*** Opening Data under study ***
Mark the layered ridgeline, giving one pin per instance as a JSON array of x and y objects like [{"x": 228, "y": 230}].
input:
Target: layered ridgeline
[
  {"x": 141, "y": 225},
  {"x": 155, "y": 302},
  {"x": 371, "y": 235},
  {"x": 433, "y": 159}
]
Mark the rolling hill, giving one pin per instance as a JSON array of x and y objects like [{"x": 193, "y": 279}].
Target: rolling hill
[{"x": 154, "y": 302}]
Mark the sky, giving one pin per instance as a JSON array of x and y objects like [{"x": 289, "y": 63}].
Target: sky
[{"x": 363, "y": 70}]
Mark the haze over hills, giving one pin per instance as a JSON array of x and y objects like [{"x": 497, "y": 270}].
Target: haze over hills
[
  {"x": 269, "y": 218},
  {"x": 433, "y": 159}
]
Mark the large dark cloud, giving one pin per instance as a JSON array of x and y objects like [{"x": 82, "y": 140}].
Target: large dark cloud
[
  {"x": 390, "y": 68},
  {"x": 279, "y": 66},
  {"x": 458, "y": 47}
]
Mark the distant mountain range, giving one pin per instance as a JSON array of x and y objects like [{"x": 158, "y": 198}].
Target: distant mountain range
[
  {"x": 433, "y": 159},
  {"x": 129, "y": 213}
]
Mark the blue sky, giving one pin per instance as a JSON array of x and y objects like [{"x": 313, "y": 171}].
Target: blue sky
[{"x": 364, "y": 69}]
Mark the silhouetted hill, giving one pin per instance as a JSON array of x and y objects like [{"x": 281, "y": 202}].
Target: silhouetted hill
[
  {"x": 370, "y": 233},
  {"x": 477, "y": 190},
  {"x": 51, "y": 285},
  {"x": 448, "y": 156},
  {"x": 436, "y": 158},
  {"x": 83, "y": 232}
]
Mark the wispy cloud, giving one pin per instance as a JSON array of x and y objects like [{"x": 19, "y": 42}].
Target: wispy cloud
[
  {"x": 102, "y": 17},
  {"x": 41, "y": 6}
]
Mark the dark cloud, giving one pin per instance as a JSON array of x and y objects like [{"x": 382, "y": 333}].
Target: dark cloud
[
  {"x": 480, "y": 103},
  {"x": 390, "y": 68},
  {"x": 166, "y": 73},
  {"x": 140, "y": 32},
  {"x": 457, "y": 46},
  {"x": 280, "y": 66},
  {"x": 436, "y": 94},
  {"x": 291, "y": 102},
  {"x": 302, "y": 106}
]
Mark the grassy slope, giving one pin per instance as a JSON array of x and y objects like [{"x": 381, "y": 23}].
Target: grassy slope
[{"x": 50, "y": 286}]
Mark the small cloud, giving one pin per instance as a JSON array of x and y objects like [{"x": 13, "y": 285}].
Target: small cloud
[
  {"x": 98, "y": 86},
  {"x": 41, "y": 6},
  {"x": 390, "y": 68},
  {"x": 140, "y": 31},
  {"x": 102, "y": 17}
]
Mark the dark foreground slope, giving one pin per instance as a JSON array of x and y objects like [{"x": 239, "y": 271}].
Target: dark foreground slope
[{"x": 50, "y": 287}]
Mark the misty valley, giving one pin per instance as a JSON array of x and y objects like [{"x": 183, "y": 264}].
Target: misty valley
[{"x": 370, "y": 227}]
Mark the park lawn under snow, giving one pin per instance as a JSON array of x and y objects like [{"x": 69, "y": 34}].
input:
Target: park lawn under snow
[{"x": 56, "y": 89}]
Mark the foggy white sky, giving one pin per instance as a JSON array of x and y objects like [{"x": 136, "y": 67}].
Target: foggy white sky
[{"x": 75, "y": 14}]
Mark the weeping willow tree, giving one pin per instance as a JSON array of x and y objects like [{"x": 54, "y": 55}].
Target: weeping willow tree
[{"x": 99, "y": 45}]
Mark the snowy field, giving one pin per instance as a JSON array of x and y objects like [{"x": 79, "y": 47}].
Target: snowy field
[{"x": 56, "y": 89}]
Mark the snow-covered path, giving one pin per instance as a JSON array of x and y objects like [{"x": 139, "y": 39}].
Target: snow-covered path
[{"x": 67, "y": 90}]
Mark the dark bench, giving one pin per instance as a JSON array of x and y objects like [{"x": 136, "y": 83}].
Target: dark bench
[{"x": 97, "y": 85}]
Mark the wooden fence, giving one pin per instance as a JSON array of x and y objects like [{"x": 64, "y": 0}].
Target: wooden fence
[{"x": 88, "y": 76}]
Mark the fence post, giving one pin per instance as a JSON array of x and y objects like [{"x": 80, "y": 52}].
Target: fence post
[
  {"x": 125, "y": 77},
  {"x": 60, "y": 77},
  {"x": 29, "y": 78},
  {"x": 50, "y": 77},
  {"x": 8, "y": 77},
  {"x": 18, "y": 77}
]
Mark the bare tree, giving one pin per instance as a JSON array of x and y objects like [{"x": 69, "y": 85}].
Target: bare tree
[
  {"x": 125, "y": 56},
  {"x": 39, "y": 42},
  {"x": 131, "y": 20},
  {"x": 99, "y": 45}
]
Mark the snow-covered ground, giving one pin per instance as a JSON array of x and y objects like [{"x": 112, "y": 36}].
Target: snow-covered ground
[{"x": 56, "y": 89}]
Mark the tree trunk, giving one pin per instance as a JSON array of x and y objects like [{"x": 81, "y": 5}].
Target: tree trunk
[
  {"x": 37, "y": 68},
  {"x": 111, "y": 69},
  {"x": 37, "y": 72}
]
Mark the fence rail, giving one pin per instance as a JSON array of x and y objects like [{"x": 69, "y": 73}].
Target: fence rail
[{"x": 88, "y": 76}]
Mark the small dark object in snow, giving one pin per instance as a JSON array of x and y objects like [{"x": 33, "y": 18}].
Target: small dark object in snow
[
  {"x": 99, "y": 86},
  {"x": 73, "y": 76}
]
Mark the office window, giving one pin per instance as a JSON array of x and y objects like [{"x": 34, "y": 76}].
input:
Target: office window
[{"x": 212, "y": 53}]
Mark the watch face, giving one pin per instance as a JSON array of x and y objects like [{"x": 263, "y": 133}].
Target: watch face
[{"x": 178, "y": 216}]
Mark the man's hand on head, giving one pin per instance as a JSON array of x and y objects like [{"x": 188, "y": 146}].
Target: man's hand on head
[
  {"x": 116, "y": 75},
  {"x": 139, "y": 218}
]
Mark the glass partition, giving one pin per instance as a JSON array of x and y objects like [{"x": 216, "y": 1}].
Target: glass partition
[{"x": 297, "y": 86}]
*** Closing Data under study ***
◆ **What is required**
Extract the complete set of records unchanged.

◆ **Answer to this exercise**
Mark the layered ridgeline, giving one pin per instance as a JSON array of x and y objects like [{"x": 228, "y": 230}].
input:
Target: layered ridgeline
[
  {"x": 141, "y": 225},
  {"x": 155, "y": 302},
  {"x": 371, "y": 235},
  {"x": 433, "y": 159}
]
Mark the rolling hill, giving one pin per instance as a JSON array of x and y objects like [{"x": 193, "y": 279}].
Target: rolling hill
[{"x": 154, "y": 302}]
Mark the sky, giving one pin per instance as a JSON array of x and y objects like [{"x": 289, "y": 63}].
Target: sky
[{"x": 363, "y": 70}]
Mark the haze over hills, giving one pin per instance as a JSON array of x and y objects like [{"x": 497, "y": 270}].
Target: haze over hills
[
  {"x": 269, "y": 218},
  {"x": 433, "y": 159}
]
Mark the large dark cloud, giving one pin per instance as a JSON array of x and y objects like [{"x": 82, "y": 140}].
Target: large dark cloud
[
  {"x": 390, "y": 68},
  {"x": 279, "y": 66},
  {"x": 458, "y": 47}
]
Mark the distant mountain range, giving one pin per instance as a JSON array of x and y objects like [{"x": 158, "y": 198}].
Target: distant mountain range
[
  {"x": 433, "y": 159},
  {"x": 129, "y": 213}
]
Mark the blue sky, giving one pin per instance as a JSON array of x and y objects like [{"x": 313, "y": 171}].
Target: blue sky
[{"x": 364, "y": 69}]
Mark the silhouetted hill, giving one pin per instance as a JSON array of x and y objects like [{"x": 281, "y": 202}].
Target: silhouetted hill
[
  {"x": 370, "y": 233},
  {"x": 477, "y": 190},
  {"x": 51, "y": 285},
  {"x": 448, "y": 156},
  {"x": 436, "y": 158},
  {"x": 83, "y": 232}
]
Mark the wispy cloud, giving one pin per instance as a JSON array of x and y objects like [{"x": 19, "y": 42}].
Target: wispy cloud
[
  {"x": 102, "y": 17},
  {"x": 41, "y": 6}
]
Mark the dark cloud, giving one pin per instance as a JSON array of x and y objects like [{"x": 382, "y": 333}].
Target: dark cloud
[
  {"x": 480, "y": 103},
  {"x": 390, "y": 68},
  {"x": 166, "y": 73},
  {"x": 140, "y": 32},
  {"x": 457, "y": 46},
  {"x": 280, "y": 66},
  {"x": 436, "y": 94},
  {"x": 291, "y": 102},
  {"x": 302, "y": 106}
]
Mark the grassy slope, giving one pin per instance as a JSON array of x and y objects like [{"x": 381, "y": 23}].
Target: grassy slope
[{"x": 50, "y": 286}]
Mark the small cloud, giving one pin per instance as a JSON array of x and y objects like [{"x": 13, "y": 285}].
Target: small cloud
[
  {"x": 98, "y": 86},
  {"x": 41, "y": 6},
  {"x": 390, "y": 68},
  {"x": 140, "y": 31},
  {"x": 102, "y": 17}
]
Mark the dark foreground slope, giving one pin per instance as a JSON array of x and y objects like [{"x": 239, "y": 271}].
Target: dark foreground slope
[{"x": 50, "y": 287}]
Mark the misty valley, giving one pin per instance as a JSON array of x and y objects like [{"x": 183, "y": 264}].
Target: misty valley
[{"x": 370, "y": 227}]
Mark the park lawn under snow, giving one pin per instance as a JSON array of x and y objects like [{"x": 69, "y": 34}].
input:
Target: park lawn under snow
[{"x": 56, "y": 89}]
Mark the foggy white sky, giving one pin per instance as a JSON array of x and y objects like [{"x": 136, "y": 67}].
Target: foggy white sky
[{"x": 75, "y": 14}]
Mark the weeping willow tree, giving one pin per instance as a JSON array of x and y objects like [{"x": 54, "y": 55}].
Target: weeping willow tree
[{"x": 99, "y": 45}]
Mark the snowy field, giving one pin per instance as a JSON array of x and y objects like [{"x": 79, "y": 47}].
Target: snowy field
[{"x": 56, "y": 89}]
Mark the snow-covered path, giving one pin per instance as a JSON array of x and y objects like [{"x": 139, "y": 39}].
Target: snow-covered path
[{"x": 67, "y": 90}]
Mark the dark bench, giving one pin per instance as a JSON array of x and y objects like [{"x": 136, "y": 83}].
Target: dark bench
[{"x": 97, "y": 85}]
Mark the wooden fence, giving one pin per instance as a JSON array of x and y objects like [{"x": 64, "y": 0}].
Target: wooden fence
[{"x": 88, "y": 76}]
Mark the fence post, giving one pin per instance as a JSON array of x and y objects like [{"x": 80, "y": 52}].
Target: fence post
[
  {"x": 125, "y": 77},
  {"x": 60, "y": 77},
  {"x": 29, "y": 78},
  {"x": 50, "y": 77},
  {"x": 8, "y": 77},
  {"x": 18, "y": 77}
]
Mark the bare tree, giving one pin per instance as a JSON array of x and y objects like [{"x": 69, "y": 85}].
Target: bare tree
[
  {"x": 125, "y": 56},
  {"x": 39, "y": 42},
  {"x": 131, "y": 20},
  {"x": 99, "y": 45}
]
Mark the snow-covered ground, giving one pin per instance as a JSON array of x and y objects like [{"x": 112, "y": 36}].
Target: snow-covered ground
[{"x": 56, "y": 89}]
Mark the tree trunk, giving one pin per instance as a JSON array of x and y objects like [{"x": 81, "y": 5}].
Target: tree trunk
[
  {"x": 37, "y": 68},
  {"x": 111, "y": 69},
  {"x": 37, "y": 72}
]
Mark the fence rail, giving one pin per instance as a JSON array of x and y objects like [{"x": 69, "y": 73}].
Target: fence rail
[{"x": 88, "y": 76}]
Mark the small dark object in snow, giving one pin per instance as a JSON array of x and y objects like [{"x": 33, "y": 18}].
Target: small dark object in snow
[
  {"x": 99, "y": 86},
  {"x": 73, "y": 76}
]
Mark the office window, giving one pin per instance as a JSON array of x and y objects like [{"x": 34, "y": 76}].
input:
Target: office window
[{"x": 212, "y": 53}]
Mark the watch face, giving one pin per instance as a JSON array of x and y objects like [{"x": 263, "y": 133}].
Target: watch face
[{"x": 178, "y": 216}]
Mark the man's hand on head, giving one pin per instance as a JSON array of x and y objects like [{"x": 188, "y": 146}].
Target: man's hand on head
[
  {"x": 116, "y": 75},
  {"x": 139, "y": 218}
]
Mark the glass partition, giving one pin per instance as a JSON array of x and y objects like [{"x": 216, "y": 1}].
Target: glass partition
[{"x": 297, "y": 86}]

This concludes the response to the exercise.